# TEXT SHOWN:
Skip to content

Ollama issues

Ollama always handles embedding (model bge-m3) and, in pure sovereign, also synthesis. Ollama failures block the entire RAG search — it's the most sensitive component.

Quick diagnostic

# Loaded models
podman exec ollama ollama list

# Test embedding
curl -s http://localhost:11434/api/embed -d '{"model":"bge-m3","input":"test"}' | jq

# Test synthesis (pure sovereign)
curl -s http://localhost:11434/api/generate -d '{"model":"mistral-nemo","prompt":"Hello","stream":false}' | jq

# GPU state (if applicable)
nvidia-smi

/health on the Myeline side must show "ollama": "ok". If degraded or down, see below.

Model not found

Symptom: 404 from Ollama: model 'bge-m3' not found.

Cause: the model wasn't pulled or was deleted.

Fix:

podman exec ollama ollama pull bge-m3
podman exec ollama ollama pull mistral-nemo:latest    # sovereign synthesis

Configure pull at startup via entrypoint or in docker-compose.yml:

ollama:
  image: ollama/ollama:latest
  command: |
    sh -c "
      /bin/ollama serve &
      sleep 5
      /bin/ollama pull bge-m3
      /bin/ollama pull mistral-nemo
      wait
    "

OOM (Out of Memory)

# PROVIDED DATA:
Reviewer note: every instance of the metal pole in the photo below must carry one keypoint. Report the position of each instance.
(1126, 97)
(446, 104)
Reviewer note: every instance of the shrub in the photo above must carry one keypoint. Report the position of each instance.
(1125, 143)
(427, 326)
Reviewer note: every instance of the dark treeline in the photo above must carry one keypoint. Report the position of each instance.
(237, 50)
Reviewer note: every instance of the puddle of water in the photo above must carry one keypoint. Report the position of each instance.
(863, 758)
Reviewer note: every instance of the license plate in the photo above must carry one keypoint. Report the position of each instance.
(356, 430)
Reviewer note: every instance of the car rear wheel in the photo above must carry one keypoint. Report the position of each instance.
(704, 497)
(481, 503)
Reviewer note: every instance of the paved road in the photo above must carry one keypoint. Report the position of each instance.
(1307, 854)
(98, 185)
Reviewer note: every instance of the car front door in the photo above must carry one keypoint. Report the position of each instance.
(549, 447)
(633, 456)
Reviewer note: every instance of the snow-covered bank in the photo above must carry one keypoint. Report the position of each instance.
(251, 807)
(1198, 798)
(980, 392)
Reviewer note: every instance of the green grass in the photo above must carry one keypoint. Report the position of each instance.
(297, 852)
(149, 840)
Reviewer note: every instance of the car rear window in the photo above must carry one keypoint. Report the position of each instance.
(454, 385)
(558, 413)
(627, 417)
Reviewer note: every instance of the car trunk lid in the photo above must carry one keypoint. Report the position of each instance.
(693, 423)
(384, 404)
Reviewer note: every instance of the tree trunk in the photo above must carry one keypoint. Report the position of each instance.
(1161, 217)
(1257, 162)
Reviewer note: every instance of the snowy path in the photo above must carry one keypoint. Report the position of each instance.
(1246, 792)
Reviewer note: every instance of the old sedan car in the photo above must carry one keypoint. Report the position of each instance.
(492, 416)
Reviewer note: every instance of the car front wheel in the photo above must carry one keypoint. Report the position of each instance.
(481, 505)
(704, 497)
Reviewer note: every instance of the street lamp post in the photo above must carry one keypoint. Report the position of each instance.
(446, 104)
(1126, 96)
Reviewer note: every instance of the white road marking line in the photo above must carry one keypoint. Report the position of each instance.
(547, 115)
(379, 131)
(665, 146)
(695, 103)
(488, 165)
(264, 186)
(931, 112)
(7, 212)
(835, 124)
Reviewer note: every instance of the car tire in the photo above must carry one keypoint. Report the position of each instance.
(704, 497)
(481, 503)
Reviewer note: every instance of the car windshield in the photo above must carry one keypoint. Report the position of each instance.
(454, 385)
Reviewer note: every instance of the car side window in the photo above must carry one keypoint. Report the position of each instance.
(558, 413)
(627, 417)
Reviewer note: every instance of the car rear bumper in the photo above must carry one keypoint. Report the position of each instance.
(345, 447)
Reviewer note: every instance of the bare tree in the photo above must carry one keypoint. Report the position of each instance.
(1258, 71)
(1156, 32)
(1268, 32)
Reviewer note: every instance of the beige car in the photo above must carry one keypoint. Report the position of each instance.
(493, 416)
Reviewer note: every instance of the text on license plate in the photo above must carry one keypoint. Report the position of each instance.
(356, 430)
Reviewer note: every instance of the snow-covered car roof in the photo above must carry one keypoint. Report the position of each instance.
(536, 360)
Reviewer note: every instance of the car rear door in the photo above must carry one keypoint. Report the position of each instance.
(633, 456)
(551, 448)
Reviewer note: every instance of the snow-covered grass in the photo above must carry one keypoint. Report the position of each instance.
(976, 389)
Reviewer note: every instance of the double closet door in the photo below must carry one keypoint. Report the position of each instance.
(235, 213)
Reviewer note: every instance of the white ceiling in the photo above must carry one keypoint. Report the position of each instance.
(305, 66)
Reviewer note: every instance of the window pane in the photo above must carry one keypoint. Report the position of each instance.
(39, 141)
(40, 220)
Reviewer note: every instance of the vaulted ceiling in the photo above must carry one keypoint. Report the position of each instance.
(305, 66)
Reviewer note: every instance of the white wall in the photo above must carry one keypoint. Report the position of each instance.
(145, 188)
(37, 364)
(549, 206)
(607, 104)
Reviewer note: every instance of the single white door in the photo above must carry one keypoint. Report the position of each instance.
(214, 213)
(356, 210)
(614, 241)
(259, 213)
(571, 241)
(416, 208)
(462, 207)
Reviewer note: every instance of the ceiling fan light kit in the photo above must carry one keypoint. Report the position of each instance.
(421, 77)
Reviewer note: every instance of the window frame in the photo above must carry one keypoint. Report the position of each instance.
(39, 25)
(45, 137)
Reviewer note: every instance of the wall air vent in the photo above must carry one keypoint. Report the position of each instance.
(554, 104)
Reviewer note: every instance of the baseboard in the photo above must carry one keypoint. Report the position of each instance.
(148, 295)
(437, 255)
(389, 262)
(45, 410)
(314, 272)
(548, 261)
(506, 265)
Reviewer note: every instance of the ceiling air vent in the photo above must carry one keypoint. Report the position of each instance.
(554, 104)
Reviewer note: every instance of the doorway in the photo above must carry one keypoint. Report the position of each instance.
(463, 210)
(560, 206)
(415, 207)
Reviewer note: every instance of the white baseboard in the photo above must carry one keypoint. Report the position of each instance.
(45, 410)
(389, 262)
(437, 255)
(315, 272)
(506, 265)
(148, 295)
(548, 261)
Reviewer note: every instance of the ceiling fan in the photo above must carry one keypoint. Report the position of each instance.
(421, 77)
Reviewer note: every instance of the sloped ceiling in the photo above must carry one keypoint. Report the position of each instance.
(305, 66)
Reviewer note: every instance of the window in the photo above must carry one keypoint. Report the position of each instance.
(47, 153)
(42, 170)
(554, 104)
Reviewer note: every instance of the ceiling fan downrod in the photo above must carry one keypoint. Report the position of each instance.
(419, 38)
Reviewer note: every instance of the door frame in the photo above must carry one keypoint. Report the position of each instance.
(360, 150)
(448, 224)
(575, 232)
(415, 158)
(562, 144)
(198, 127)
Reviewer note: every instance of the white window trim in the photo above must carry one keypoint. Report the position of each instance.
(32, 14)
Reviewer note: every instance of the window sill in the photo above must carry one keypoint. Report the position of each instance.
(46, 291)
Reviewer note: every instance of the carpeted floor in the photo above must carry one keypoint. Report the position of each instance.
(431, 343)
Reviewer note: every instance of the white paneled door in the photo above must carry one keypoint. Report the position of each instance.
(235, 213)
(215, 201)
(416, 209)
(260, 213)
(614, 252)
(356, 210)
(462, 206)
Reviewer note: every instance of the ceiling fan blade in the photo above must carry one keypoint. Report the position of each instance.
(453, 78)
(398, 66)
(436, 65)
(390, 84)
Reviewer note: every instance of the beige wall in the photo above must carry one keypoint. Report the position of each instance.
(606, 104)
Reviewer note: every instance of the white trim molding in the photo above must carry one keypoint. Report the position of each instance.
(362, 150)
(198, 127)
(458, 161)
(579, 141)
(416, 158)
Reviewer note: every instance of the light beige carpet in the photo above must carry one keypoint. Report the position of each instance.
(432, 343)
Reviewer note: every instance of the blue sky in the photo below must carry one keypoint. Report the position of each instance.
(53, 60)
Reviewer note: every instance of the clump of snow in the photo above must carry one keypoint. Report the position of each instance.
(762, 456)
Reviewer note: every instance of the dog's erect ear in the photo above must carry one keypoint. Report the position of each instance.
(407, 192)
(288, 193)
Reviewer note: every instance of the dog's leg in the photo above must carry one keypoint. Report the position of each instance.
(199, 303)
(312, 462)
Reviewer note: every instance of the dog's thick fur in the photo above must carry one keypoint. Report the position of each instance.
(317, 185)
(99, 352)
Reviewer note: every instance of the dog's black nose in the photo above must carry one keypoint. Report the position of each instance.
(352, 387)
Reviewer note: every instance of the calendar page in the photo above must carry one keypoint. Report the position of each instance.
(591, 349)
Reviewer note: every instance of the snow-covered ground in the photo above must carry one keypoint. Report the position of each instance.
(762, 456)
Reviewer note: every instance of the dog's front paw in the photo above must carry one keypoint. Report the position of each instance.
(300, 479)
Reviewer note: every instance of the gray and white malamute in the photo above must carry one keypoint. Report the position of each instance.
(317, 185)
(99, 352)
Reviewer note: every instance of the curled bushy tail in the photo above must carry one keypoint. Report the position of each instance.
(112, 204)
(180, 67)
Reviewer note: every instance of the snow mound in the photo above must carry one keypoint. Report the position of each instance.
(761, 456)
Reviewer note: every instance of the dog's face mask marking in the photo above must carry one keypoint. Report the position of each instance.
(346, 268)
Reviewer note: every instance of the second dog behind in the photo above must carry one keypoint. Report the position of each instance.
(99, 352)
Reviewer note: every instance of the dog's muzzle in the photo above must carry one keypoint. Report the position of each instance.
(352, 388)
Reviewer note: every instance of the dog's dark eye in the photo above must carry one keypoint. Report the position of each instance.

# WHAT YOU WILL DO:
Retype the entire Ollama issues text word for word. The items are separate material, apart from the Ollama issues text.

# SOLUTION FOR THIS EXERCISE:
Skip to content

Ollama issues

Ollama always handles embedding (model bge-m3) and, in pure sovereign, also synthesis. Ollama failures block the entire RAG search — it's the most sensitive component.

Quick diagnostic

# Loaded models
podman exec ollama ollama list

# Test embedding
curl -s http://localhost:11434/api/embed -d '{"model":"bge-m3","input":"test"}' | jq

# Test synthesis (pure sovereign)
curl -s http://localhost:11434/api/generate -d '{"model":"mistral-nemo","prompt":"Hello","stream":false}' | jq

# GPU state (if applicable)
nvidia-smi

/health on the Myeline side must show "ollama": "ok". If degraded or down, see below.

Model not found

Symptom: 404 from Ollama: model 'bge-m3' not found.

Cause: the model wasn't pulled or was deleted.

Fix:

podman exec ollama ollama pull bge-m3
podman exec ollama ollama pull mistral-nemo:latest    # sovereign synthesis

Configure pull at startup via entrypoint or in docker-compose.yml:

ollama:
  image: ollama/ollama:latest
  command: |
    sh -c "
      /bin/ollama serve &
      sleep 5
      /bin/ollama pull bge-m3
      /bin/ollama pull mistral-nemo
      wait
    "

OOM (Out of Memory)